**Given exercise**
Answer these questions about the wrestling interview:
1. Whom does the interviewee name as the greatest Iowa high school wrestler?
2. Which band was the interviewee a fan of?
3. To whom did the interviewee lose in the semis senior year?

**Document segment**
begin
Randy Pugh started it all. He was dominant. Nick Lee was a close second. I drilled with him at practice a few times his senior year. I will never forget that. Dustin Bliven came to CJ my sophomore year. He took me under his wing and was like a big brother. He has had a huge impact on my life.


Who would you consider the GOAT Iowa HS wrestler?

I would have to say TJ Sebolt. In part because I felt the wrath. The dude was a machine. He might be a better coach than wrestler. That is scary to think about.


Who are your favorite current wrestlers?

I have gotten to know Alex Marinelli through camps. He is an absolute stand up dude and I love the way he competes.


What music would you listen to back in the wrestling days?

I can’t even remember. I was a Chevelle fan. Definitely rock.


What was the most upset you ever felt after a loss?

Losing to Tony Hager in the semis my senior year was the most upset I was. Walking off the mat, all I could think about was that my dream was dead. I am not an Uncle Rico (Napoleon Dynamite reference), but it took me a long time to come to grips with not winning a title. Back then you had to turn around and wrestle again during that same session. I had about an hour to pout then it was back on the mat.


If you could go back and change one thing about your wrestling career, what would it be?

At one time I would have changed so much. Looking back, everything I experienced was such a blessing. Although I didn’t accomplish what I wanted, my career shaped me into the father, husband, and coach that I am today. I met so many great people and being a part of the CJ wrestling family and CJ wrestling tradition is something I cherish. I would change nothing.
end
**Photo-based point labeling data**
begin
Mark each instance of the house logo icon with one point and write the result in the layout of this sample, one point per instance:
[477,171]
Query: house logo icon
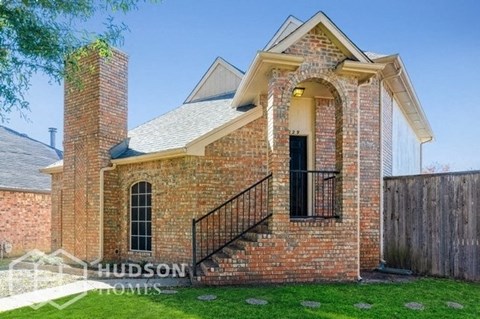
[38,269]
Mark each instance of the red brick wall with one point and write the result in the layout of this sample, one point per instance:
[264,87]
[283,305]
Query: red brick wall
[95,120]
[182,188]
[56,195]
[325,142]
[25,220]
[326,249]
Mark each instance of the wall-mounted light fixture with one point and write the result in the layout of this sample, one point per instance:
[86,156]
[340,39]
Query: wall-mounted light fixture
[298,92]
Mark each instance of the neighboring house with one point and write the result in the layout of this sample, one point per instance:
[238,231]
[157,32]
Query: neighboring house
[304,138]
[25,202]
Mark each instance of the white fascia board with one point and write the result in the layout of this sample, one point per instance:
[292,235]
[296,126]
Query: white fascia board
[330,29]
[256,77]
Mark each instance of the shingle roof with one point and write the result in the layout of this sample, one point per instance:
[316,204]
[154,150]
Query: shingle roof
[180,126]
[20,160]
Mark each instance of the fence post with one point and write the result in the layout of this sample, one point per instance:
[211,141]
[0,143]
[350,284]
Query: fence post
[194,248]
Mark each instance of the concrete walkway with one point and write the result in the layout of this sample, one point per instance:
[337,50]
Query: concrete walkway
[38,298]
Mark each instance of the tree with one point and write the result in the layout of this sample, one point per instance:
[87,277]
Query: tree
[39,36]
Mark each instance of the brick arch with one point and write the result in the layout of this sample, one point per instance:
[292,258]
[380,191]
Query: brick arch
[329,80]
[339,92]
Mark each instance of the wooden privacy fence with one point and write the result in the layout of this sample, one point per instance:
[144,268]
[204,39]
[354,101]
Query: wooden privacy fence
[432,224]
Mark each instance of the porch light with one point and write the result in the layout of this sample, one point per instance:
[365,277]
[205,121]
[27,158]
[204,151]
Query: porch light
[298,92]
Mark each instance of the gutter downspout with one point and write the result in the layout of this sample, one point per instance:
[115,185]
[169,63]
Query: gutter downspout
[381,86]
[101,211]
[369,82]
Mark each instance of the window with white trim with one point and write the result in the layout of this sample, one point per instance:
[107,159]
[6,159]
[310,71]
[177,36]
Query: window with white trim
[141,217]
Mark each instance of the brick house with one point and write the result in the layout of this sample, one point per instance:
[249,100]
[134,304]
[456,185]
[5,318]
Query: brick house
[25,204]
[272,175]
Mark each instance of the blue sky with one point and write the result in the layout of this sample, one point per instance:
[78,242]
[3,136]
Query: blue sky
[173,43]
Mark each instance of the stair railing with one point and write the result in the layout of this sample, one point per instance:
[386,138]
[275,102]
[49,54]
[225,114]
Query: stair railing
[229,221]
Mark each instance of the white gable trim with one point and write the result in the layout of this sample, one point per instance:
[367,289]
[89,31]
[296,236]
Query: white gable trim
[255,81]
[218,61]
[332,31]
[290,22]
[401,86]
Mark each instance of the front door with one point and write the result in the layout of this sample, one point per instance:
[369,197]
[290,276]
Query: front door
[298,176]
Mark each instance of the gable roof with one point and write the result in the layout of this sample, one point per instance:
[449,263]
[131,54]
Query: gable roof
[221,78]
[20,160]
[331,30]
[290,25]
[185,130]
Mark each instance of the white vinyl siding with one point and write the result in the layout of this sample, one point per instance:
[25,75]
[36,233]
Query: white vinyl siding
[405,145]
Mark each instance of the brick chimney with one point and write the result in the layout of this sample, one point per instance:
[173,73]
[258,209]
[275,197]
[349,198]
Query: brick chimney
[95,119]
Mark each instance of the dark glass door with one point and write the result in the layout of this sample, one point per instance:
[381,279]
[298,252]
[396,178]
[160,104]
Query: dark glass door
[298,176]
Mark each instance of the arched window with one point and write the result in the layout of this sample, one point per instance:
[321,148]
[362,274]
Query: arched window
[141,217]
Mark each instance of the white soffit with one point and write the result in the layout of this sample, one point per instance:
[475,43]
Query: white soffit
[402,88]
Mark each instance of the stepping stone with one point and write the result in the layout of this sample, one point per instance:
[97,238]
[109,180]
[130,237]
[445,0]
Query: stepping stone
[254,301]
[454,305]
[414,306]
[207,297]
[362,305]
[310,304]
[168,292]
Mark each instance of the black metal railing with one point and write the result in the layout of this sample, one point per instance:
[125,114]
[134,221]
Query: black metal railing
[312,194]
[229,221]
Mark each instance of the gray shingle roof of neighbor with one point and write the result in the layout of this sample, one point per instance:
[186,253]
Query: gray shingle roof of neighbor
[181,126]
[374,55]
[20,160]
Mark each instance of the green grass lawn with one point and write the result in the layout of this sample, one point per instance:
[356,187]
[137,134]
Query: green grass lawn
[336,300]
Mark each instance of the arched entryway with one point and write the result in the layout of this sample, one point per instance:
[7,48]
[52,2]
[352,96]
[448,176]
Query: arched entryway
[312,127]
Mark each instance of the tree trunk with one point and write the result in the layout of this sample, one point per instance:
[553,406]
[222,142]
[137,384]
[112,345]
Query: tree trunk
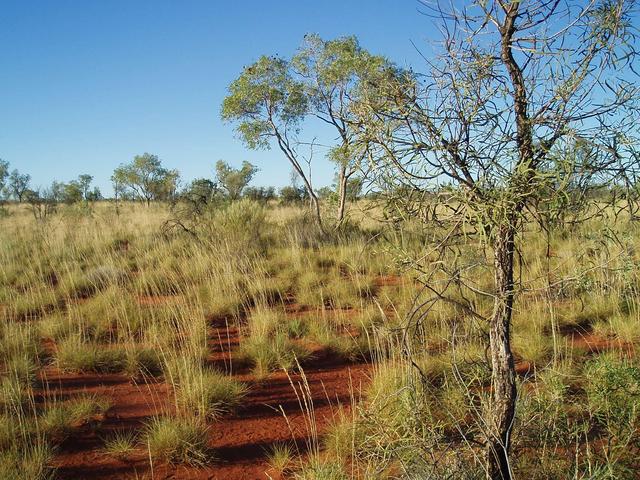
[503,396]
[316,210]
[342,195]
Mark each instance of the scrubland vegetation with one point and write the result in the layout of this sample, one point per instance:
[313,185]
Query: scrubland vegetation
[463,302]
[100,293]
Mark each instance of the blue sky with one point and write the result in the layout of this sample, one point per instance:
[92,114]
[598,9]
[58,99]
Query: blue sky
[86,84]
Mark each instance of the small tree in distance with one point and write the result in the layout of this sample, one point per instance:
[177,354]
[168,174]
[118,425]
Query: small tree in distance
[234,180]
[18,184]
[145,178]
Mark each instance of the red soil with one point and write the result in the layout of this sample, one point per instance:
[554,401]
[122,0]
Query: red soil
[240,441]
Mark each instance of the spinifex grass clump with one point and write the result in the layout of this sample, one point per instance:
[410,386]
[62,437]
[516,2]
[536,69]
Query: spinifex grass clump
[268,344]
[201,391]
[177,440]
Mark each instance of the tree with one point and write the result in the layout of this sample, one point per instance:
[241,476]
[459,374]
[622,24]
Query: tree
[234,180]
[18,184]
[268,103]
[146,178]
[515,81]
[260,194]
[93,195]
[84,181]
[4,173]
[332,73]
[72,192]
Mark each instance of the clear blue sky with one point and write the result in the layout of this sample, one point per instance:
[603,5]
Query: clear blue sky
[87,84]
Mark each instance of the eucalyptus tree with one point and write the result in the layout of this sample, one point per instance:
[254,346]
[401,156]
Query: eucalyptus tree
[268,105]
[4,173]
[146,178]
[18,184]
[332,72]
[234,180]
[514,83]
[84,181]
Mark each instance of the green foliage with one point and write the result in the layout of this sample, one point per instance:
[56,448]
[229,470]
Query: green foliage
[234,180]
[146,178]
[264,94]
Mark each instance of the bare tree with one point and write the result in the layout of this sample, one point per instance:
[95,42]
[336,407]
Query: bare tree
[515,83]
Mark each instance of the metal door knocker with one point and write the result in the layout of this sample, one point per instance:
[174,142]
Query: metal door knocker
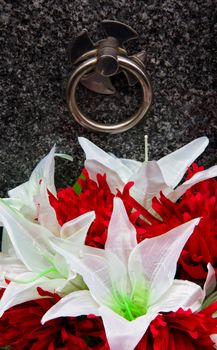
[96,63]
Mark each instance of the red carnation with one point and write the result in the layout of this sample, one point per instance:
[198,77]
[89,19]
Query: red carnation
[199,201]
[93,196]
[181,330]
[20,327]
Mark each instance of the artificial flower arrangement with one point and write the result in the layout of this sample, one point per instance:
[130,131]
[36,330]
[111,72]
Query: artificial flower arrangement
[124,259]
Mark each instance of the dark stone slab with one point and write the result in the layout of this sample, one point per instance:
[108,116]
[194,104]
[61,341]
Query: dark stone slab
[180,41]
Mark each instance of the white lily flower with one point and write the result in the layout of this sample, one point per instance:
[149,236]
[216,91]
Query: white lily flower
[31,198]
[149,177]
[34,262]
[129,283]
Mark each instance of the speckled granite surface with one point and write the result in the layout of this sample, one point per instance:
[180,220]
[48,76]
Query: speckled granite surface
[180,40]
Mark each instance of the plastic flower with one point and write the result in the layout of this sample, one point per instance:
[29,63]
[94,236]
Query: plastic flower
[97,197]
[29,261]
[129,283]
[181,330]
[31,198]
[21,329]
[201,248]
[151,177]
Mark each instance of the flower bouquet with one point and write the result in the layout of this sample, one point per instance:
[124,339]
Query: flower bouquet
[124,259]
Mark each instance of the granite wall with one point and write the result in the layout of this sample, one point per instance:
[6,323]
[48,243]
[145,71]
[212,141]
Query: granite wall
[180,42]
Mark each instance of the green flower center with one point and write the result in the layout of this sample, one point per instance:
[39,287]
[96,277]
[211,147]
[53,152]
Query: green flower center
[131,306]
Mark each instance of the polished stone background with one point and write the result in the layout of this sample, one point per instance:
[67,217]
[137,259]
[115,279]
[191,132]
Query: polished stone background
[180,39]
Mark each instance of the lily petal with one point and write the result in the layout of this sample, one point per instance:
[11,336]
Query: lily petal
[30,241]
[104,160]
[121,237]
[174,165]
[182,294]
[72,305]
[101,270]
[210,282]
[77,228]
[148,182]
[155,259]
[198,177]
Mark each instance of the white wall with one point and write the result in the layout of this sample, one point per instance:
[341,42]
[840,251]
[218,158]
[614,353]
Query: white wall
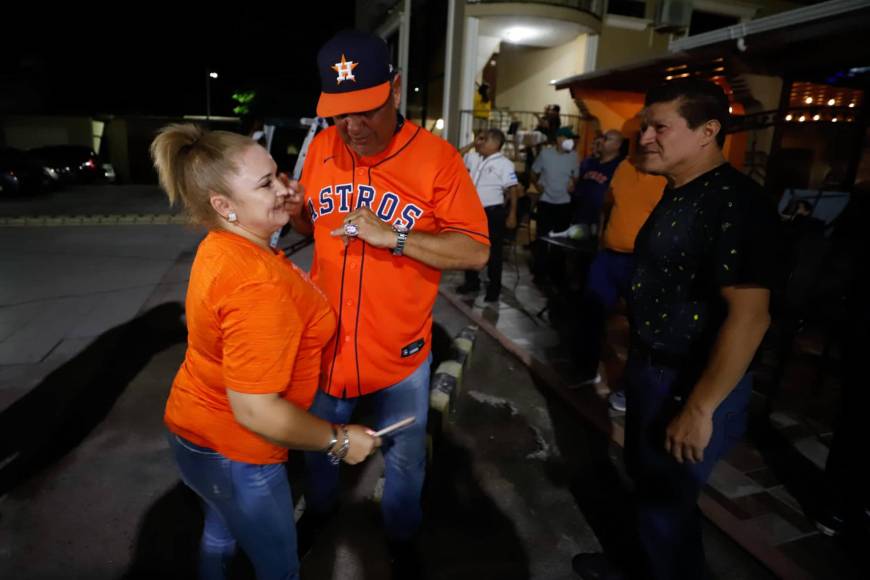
[524,75]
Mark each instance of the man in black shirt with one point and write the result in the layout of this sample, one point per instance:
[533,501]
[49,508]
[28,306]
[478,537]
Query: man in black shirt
[698,309]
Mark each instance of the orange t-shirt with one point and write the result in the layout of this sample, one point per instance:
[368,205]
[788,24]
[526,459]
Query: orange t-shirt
[256,324]
[635,194]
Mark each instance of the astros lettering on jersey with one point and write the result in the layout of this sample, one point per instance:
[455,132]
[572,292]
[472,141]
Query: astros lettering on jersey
[383,302]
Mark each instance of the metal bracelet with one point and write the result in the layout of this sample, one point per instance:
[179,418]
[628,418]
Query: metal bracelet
[334,440]
[335,456]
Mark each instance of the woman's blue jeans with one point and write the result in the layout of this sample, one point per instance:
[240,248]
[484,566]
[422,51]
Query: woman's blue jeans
[404,452]
[245,503]
[669,520]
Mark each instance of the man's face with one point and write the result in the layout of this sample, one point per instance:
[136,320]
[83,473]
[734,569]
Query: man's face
[368,133]
[666,142]
[596,145]
[610,143]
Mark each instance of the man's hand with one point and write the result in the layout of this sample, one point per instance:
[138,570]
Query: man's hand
[689,434]
[370,228]
[296,196]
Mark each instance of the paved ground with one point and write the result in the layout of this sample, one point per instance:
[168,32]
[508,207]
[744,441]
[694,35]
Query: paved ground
[91,333]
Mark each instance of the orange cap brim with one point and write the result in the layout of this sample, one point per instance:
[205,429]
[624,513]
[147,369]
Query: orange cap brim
[332,104]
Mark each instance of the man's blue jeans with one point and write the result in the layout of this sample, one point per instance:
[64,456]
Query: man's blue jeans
[669,521]
[245,503]
[404,452]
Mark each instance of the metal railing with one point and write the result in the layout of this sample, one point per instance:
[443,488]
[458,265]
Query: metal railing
[523,129]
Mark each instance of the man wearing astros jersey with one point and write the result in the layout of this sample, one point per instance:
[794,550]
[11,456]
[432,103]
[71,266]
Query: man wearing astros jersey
[390,206]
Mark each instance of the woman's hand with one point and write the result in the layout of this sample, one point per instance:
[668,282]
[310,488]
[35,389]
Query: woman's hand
[362,444]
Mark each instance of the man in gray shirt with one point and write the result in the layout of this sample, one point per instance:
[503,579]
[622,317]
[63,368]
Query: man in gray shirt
[553,174]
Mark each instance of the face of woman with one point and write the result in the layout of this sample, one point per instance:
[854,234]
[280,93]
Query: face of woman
[258,196]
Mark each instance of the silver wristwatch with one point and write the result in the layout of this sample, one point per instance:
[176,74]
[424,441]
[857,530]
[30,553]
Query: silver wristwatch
[401,238]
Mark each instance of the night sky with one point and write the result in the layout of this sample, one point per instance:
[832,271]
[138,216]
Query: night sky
[156,62]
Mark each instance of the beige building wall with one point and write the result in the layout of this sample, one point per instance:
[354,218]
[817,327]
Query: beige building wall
[524,75]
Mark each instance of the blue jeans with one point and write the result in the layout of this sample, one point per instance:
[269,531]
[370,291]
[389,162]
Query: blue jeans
[404,452]
[245,503]
[608,280]
[669,521]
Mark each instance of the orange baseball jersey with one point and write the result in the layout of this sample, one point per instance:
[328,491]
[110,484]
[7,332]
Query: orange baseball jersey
[257,325]
[384,302]
[635,194]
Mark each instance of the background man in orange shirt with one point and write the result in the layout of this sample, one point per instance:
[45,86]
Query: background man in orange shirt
[629,201]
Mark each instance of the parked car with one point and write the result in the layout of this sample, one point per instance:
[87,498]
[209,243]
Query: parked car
[74,163]
[22,175]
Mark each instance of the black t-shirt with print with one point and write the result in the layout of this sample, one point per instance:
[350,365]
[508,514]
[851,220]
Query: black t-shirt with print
[720,229]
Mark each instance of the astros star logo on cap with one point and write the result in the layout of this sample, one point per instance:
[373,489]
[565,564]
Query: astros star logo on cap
[344,70]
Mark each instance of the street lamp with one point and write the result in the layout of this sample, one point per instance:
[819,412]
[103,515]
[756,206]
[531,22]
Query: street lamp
[211,75]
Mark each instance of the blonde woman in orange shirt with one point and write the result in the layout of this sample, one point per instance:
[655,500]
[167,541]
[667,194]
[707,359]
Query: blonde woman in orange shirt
[256,328]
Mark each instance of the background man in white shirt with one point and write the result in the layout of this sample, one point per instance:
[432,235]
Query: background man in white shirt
[495,179]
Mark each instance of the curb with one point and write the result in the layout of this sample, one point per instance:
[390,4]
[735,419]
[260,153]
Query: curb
[93,220]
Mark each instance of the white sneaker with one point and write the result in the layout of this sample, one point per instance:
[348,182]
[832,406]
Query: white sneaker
[482,302]
[587,383]
[616,399]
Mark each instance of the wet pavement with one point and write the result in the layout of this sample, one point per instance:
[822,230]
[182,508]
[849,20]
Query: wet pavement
[91,318]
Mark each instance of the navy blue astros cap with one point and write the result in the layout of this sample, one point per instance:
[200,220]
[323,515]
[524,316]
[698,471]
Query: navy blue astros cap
[355,73]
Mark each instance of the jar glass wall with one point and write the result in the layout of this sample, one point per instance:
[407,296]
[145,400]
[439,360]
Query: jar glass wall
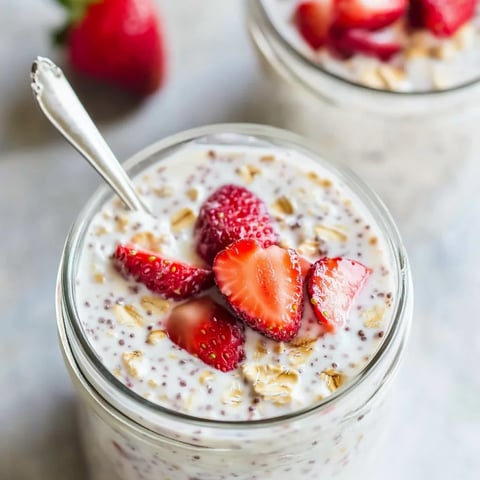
[127,437]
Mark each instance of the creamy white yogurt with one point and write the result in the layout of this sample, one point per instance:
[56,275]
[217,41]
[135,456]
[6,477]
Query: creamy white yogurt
[118,315]
[425,63]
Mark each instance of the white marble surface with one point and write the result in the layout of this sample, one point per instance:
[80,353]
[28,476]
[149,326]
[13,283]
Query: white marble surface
[435,432]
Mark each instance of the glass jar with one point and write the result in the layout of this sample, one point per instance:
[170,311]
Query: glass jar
[126,437]
[405,145]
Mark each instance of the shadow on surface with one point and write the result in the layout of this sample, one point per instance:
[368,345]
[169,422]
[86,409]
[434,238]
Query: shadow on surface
[47,447]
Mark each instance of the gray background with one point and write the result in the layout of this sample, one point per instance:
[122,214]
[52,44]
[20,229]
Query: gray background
[213,77]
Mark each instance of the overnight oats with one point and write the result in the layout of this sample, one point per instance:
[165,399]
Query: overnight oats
[389,87]
[249,328]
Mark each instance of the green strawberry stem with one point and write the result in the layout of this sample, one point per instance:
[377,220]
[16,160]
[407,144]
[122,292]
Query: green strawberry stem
[76,10]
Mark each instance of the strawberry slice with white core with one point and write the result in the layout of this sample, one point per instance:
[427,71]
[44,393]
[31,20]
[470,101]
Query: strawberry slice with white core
[264,286]
[380,44]
[368,14]
[230,213]
[170,278]
[208,331]
[332,286]
[313,20]
[442,17]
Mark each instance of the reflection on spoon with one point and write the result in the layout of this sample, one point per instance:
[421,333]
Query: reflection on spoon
[62,107]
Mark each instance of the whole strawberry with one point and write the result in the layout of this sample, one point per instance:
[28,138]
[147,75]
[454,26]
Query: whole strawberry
[117,41]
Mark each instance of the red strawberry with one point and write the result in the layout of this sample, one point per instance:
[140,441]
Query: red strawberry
[442,17]
[208,331]
[118,41]
[313,20]
[368,14]
[228,214]
[170,278]
[372,44]
[332,285]
[305,266]
[264,286]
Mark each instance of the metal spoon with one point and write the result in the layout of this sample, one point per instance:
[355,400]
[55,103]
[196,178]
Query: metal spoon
[62,107]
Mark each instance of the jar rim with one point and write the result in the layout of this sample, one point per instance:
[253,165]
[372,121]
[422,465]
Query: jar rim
[66,287]
[393,94]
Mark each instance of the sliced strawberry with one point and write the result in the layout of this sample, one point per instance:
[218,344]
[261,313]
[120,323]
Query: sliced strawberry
[372,44]
[368,14]
[228,214]
[170,278]
[313,20]
[208,331]
[442,17]
[263,286]
[332,286]
[305,266]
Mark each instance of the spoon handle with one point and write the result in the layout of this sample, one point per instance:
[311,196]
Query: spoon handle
[62,107]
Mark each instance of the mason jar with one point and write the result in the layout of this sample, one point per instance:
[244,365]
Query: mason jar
[406,145]
[127,437]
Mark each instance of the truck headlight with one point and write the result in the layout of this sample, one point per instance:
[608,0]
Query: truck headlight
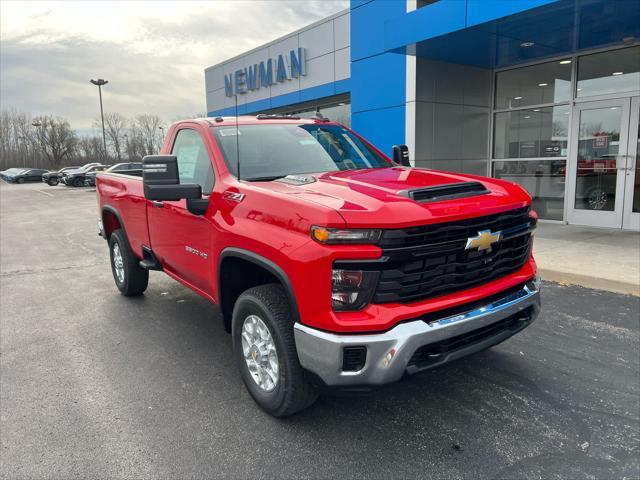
[333,236]
[352,289]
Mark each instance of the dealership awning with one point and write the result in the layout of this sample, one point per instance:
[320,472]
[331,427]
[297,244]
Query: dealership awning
[497,33]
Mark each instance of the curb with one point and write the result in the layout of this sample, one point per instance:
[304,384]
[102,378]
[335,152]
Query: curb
end
**Solution below**
1. TJ Sebolt
2. Chevelle
3. Tony Hager